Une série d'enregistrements
|---|

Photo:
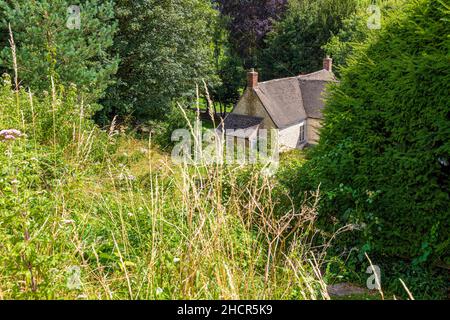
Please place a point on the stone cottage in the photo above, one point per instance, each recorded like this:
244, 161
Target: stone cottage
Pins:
292, 105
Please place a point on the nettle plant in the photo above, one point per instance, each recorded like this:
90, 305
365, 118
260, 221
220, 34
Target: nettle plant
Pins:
35, 131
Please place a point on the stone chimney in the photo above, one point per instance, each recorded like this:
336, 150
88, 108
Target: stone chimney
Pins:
328, 64
252, 78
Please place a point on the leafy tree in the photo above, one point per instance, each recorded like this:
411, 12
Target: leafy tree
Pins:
383, 160
295, 44
165, 49
51, 43
355, 31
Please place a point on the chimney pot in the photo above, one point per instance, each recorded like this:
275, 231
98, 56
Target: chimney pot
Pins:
328, 63
252, 78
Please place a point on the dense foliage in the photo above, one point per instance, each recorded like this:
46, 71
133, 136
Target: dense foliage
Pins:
295, 44
249, 22
355, 30
383, 160
46, 46
165, 49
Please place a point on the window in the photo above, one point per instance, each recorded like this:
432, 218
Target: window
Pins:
302, 135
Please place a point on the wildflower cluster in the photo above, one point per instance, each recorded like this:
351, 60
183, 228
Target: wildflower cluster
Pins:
10, 134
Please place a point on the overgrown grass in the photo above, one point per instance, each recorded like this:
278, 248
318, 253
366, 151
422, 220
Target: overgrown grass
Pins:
100, 215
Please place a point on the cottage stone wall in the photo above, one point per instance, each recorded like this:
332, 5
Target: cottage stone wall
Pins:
290, 137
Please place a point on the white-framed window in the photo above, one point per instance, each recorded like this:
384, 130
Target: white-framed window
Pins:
302, 135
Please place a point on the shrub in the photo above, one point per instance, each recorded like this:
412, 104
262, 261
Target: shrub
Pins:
383, 156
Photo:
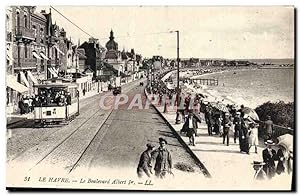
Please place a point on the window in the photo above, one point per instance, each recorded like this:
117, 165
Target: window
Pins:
26, 51
18, 19
42, 65
25, 21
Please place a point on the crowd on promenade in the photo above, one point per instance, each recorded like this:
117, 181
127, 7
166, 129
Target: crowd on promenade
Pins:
45, 98
222, 120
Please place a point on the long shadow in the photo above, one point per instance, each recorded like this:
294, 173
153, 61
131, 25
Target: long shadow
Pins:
222, 151
169, 144
138, 121
31, 124
166, 134
215, 143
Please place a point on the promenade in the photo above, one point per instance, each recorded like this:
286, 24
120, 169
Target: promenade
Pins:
229, 169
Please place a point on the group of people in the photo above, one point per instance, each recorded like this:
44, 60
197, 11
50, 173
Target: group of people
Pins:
268, 168
158, 159
50, 98
45, 98
26, 104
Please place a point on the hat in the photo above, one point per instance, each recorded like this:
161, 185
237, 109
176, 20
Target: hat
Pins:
245, 116
162, 140
269, 142
149, 145
258, 163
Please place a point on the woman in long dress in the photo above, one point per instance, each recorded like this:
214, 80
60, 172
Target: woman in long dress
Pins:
253, 136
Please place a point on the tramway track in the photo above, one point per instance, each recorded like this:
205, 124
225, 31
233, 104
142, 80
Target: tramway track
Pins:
78, 160
66, 138
87, 139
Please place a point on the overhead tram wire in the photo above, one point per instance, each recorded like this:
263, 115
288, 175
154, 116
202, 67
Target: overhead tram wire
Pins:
71, 21
128, 36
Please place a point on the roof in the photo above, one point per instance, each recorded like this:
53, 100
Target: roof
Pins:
88, 70
55, 85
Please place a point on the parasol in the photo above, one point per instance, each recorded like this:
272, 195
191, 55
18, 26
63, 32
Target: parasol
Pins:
251, 113
286, 141
219, 106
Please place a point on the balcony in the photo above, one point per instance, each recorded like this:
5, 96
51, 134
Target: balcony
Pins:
24, 33
25, 64
54, 62
52, 40
9, 36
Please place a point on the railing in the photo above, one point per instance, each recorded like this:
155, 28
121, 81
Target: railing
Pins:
54, 62
9, 36
52, 40
26, 64
22, 32
211, 82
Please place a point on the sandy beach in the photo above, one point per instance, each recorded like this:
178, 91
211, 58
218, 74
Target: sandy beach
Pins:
250, 87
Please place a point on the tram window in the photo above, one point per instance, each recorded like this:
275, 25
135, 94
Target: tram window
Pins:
51, 97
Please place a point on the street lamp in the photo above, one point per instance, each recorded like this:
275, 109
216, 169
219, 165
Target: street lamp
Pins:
178, 91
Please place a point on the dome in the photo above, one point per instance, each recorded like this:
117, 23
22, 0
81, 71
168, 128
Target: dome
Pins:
111, 44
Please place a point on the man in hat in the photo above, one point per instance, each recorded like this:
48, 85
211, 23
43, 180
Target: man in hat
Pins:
208, 119
269, 128
144, 166
259, 172
191, 131
237, 125
226, 127
162, 158
243, 134
269, 156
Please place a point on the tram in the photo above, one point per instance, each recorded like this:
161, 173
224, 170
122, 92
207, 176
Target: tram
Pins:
56, 103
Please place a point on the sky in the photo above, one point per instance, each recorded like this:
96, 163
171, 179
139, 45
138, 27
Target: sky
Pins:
205, 32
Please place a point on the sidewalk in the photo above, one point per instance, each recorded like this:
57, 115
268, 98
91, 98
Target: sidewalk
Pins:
14, 118
229, 169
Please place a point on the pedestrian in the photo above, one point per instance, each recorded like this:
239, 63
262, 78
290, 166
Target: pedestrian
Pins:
269, 157
282, 157
144, 166
268, 128
21, 106
259, 172
253, 136
237, 125
243, 135
30, 108
191, 129
26, 104
208, 119
162, 158
226, 127
180, 109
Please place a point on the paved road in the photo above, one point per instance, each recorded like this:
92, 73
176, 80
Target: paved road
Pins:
106, 142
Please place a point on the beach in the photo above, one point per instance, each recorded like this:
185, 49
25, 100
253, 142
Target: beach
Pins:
250, 87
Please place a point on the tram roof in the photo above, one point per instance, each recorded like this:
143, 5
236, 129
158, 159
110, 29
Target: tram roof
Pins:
55, 85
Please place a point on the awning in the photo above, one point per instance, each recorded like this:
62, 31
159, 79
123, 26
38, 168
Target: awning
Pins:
58, 50
44, 56
52, 72
9, 57
36, 55
11, 82
24, 79
34, 80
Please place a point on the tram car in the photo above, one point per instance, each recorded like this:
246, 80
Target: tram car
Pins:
56, 103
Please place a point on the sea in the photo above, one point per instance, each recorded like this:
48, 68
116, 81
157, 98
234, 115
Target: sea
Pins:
252, 87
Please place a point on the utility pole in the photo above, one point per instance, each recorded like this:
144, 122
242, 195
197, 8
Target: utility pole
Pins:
178, 90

|---|

CONSIGNE – Peux-tu redonner les lignes du matériel, de celle qui contient « Please place a point on the sea » jusqu'à la fin du matériel, en y changeant « utility pole » en « lamp post » et rien d'autre ?

RÉSULTAT OBTENU –
Please place a point on the sea in the photo above, one point per instance, each recorded like this:
48, 68
116, 81
157, 98
234, 115
Target: sea
Pins:
252, 87
Please place a point on the lamp post in the photo above, one point per instance, each recorded like this:
144, 122
242, 195
197, 8
Target: lamp post
Pins:
178, 90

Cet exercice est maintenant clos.